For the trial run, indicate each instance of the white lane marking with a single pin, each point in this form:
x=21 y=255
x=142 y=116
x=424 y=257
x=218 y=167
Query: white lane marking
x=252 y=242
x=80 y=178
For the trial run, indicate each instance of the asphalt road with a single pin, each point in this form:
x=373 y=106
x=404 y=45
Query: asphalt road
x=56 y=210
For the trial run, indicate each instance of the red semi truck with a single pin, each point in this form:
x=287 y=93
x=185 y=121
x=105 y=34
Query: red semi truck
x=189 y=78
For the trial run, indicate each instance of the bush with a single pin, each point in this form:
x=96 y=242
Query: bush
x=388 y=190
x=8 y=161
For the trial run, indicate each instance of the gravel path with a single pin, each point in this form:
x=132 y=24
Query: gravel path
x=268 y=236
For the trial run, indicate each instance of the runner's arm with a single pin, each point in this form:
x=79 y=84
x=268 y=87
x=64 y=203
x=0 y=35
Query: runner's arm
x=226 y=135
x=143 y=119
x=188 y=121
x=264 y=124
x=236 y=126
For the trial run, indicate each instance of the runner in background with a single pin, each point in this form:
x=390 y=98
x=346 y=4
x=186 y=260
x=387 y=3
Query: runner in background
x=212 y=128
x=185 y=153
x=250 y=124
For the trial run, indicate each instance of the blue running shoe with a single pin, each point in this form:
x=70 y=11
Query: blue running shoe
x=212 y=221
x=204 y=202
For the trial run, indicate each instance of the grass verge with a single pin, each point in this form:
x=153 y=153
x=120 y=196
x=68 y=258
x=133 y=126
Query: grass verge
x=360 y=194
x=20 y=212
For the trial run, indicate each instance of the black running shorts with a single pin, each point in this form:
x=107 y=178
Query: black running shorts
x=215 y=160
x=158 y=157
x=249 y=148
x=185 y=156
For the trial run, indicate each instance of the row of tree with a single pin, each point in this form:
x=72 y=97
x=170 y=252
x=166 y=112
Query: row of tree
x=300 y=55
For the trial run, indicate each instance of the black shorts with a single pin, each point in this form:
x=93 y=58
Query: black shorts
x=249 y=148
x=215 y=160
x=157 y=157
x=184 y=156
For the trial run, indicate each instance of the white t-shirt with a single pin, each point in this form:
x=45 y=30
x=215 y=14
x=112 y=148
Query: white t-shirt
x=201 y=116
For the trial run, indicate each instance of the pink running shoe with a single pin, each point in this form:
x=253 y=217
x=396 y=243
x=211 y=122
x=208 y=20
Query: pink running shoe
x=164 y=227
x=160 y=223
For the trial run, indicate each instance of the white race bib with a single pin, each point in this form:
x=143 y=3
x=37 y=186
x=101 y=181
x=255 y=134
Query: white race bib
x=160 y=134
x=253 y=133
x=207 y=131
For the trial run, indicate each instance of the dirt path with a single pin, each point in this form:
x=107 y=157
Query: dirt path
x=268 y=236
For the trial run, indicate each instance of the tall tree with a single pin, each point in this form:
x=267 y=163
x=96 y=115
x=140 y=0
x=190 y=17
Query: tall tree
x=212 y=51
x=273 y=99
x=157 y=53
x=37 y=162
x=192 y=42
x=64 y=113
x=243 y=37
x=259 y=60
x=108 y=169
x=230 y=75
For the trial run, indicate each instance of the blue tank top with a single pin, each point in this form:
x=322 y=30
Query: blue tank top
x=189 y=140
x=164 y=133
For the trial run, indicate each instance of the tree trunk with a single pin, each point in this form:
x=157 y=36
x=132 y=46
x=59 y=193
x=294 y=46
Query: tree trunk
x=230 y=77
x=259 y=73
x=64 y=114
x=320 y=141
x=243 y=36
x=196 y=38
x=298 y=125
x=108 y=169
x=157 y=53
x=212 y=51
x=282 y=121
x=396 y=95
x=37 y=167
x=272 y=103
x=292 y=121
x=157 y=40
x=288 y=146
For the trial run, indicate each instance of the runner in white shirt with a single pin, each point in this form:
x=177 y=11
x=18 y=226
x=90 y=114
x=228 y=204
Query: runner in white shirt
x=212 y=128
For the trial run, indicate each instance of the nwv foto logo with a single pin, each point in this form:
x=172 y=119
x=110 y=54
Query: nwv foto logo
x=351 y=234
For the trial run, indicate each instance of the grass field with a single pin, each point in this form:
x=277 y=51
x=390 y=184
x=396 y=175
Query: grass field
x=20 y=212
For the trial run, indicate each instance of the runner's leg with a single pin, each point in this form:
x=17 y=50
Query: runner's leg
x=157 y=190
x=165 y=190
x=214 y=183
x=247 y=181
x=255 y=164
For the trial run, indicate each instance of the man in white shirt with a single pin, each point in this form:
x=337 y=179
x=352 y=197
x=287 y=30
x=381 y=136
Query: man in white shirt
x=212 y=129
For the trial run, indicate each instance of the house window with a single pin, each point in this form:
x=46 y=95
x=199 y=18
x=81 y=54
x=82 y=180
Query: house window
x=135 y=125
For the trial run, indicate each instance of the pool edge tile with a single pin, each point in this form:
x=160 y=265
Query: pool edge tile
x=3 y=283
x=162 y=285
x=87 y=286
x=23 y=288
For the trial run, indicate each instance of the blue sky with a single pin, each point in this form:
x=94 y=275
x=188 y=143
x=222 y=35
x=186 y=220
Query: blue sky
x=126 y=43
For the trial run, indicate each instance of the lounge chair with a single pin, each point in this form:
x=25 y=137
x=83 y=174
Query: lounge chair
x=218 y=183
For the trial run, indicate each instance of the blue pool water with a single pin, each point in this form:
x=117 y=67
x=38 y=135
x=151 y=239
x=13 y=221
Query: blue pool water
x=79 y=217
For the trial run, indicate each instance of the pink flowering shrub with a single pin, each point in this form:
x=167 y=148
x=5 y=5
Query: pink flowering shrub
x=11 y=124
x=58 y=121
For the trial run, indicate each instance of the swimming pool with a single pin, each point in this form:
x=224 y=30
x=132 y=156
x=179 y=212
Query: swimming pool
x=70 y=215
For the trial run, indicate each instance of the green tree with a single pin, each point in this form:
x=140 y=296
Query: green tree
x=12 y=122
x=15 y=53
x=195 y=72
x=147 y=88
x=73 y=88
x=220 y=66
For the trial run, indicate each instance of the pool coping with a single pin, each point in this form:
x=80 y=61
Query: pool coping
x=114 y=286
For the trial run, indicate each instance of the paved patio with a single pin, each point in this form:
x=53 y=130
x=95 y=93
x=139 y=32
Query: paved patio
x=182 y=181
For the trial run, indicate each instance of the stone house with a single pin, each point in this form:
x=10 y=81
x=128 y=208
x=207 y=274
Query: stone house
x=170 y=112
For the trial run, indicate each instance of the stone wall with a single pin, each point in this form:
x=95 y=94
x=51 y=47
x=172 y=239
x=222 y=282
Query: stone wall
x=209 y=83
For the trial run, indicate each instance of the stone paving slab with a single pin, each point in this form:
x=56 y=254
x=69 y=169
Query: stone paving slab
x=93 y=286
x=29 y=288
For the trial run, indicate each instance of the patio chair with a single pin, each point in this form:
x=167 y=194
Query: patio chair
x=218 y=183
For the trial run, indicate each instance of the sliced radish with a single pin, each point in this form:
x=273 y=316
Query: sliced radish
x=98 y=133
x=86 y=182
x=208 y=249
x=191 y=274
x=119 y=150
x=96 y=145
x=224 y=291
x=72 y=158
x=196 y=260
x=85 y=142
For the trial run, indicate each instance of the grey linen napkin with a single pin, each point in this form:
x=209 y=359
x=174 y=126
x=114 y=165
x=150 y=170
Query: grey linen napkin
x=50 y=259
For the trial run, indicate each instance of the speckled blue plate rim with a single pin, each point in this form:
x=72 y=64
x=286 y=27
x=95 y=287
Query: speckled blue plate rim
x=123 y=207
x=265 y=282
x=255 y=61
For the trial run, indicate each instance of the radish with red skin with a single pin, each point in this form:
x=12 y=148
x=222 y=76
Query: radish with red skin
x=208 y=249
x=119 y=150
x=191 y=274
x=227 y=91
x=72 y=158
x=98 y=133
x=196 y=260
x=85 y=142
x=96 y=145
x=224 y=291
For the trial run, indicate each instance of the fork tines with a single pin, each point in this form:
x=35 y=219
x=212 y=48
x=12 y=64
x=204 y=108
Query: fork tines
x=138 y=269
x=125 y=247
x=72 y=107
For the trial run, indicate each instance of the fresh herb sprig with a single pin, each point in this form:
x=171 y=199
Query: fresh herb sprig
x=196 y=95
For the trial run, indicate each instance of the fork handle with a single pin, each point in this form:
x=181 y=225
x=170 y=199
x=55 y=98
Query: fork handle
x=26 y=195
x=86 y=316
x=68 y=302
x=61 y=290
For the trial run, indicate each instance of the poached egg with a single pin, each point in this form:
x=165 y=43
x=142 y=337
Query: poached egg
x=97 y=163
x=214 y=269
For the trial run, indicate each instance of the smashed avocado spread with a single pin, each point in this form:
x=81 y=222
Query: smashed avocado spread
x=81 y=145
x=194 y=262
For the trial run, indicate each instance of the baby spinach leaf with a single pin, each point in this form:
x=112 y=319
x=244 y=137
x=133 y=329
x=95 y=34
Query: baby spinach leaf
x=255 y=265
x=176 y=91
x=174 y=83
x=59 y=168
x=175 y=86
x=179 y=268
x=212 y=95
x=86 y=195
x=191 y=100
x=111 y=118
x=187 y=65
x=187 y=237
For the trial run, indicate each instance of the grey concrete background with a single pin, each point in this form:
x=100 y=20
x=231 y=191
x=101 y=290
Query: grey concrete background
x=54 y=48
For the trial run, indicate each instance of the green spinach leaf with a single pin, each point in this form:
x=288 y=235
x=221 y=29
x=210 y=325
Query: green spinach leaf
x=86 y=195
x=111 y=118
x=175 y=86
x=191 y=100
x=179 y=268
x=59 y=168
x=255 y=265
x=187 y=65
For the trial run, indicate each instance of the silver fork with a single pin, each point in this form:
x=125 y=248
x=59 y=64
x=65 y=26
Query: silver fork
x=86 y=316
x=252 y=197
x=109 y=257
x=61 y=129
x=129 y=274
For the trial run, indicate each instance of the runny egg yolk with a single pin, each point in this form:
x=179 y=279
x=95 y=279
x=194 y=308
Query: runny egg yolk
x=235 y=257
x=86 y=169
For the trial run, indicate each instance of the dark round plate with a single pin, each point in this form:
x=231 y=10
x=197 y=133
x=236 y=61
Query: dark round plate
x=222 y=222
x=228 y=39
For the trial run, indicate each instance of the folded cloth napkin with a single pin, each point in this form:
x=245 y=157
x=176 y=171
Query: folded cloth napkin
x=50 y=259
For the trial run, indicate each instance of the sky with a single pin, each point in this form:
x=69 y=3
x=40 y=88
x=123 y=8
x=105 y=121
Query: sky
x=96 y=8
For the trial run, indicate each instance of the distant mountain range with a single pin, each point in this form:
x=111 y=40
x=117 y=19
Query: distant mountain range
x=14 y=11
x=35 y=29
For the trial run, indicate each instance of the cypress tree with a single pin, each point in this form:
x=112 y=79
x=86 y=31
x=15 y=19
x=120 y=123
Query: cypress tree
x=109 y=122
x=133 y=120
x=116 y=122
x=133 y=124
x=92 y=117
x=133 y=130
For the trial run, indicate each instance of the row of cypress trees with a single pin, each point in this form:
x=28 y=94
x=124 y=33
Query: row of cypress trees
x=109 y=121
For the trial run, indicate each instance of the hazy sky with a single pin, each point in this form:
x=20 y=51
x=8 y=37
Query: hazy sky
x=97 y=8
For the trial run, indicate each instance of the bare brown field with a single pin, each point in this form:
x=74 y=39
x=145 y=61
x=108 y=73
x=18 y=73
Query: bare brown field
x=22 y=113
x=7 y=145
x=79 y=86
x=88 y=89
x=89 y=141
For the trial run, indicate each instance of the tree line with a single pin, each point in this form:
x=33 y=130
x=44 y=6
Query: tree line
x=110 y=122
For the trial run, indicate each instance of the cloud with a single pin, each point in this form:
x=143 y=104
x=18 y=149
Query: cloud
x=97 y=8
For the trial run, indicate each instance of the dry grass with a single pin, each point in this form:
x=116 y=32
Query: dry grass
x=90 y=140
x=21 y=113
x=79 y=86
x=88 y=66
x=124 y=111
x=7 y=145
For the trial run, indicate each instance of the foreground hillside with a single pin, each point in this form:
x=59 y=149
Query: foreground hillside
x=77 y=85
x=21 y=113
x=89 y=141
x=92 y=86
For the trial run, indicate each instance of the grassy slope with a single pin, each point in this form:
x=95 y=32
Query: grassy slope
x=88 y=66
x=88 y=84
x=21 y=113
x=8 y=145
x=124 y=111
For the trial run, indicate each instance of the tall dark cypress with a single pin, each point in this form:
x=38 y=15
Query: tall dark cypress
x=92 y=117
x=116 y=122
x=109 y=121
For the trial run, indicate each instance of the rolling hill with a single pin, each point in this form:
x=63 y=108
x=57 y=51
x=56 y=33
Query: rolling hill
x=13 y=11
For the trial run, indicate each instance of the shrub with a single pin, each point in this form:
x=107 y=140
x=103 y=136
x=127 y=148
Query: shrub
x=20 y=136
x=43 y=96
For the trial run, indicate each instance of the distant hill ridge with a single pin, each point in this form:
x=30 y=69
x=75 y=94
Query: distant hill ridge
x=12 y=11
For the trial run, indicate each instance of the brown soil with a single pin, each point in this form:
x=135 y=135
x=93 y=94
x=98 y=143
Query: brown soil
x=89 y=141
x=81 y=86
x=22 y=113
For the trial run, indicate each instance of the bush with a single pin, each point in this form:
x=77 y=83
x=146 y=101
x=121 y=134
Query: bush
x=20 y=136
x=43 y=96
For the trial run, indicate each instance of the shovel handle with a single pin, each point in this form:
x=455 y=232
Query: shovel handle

● ● ●

STATED EXERCISE — Quote, word for word, every line starting at the one that contains "For the trial run, indicate each instance of the cloud" and ending with the final line of the entries.

WRITTEN ANSWER —
For the trial run, indicate each instance of the cloud with a single pin, each point in this form:
x=143 y=104
x=18 y=149
Query: cloud
x=97 y=8
For the trial run, indicate each instance of the dry grass with a single pin, each point in this form:
x=116 y=32
Query: dry grass
x=90 y=140
x=21 y=113
x=79 y=86
x=88 y=66
x=124 y=111
x=7 y=145
For the trial run, indicate each instance of the foreground hillside with a single pin, each point in this form:
x=59 y=149
Query: foreground hillside
x=77 y=85
x=21 y=113
x=89 y=141
x=92 y=86
For the trial run, indicate each instance of the grassy slope with a single pin, each point in this form:
x=95 y=32
Query: grassy slope
x=88 y=66
x=88 y=84
x=21 y=113
x=8 y=145
x=124 y=111
For the trial run, indicate each instance of the tall dark cypress with a single pin, each point in this form:
x=38 y=15
Query: tall dark cypress
x=92 y=117
x=116 y=122
x=109 y=121
For the trial run, indicate each instance of the rolling hill with a single pin, each point in this form:
x=63 y=108
x=57 y=51
x=56 y=33
Query: rolling hill
x=13 y=11
For the trial run, indicate each instance of the shrub with a single pin, each point in this form:
x=107 y=140
x=103 y=136
x=127 y=148
Query: shrub
x=20 y=136
x=43 y=96
For the trial run, indicate each instance of the distant hill ridge with a single pin, each point in this form:
x=30 y=69
x=75 y=94
Query: distant hill ridge
x=12 y=11
For the trial run, indicate each instance of the brown soil with a single pin, each point in this form:
x=135 y=135
x=93 y=94
x=98 y=143
Query: brown soil
x=89 y=141
x=81 y=86
x=22 y=113
For the trial run, indicate each instance of the bush with a single pin, each point in this form:
x=77 y=83
x=146 y=101
x=121 y=134
Query: bush
x=20 y=136
x=43 y=96
For the trial run, indicate each instance of the shovel handle with a single pin, each point in this form:
x=455 y=232
Query: shovel handle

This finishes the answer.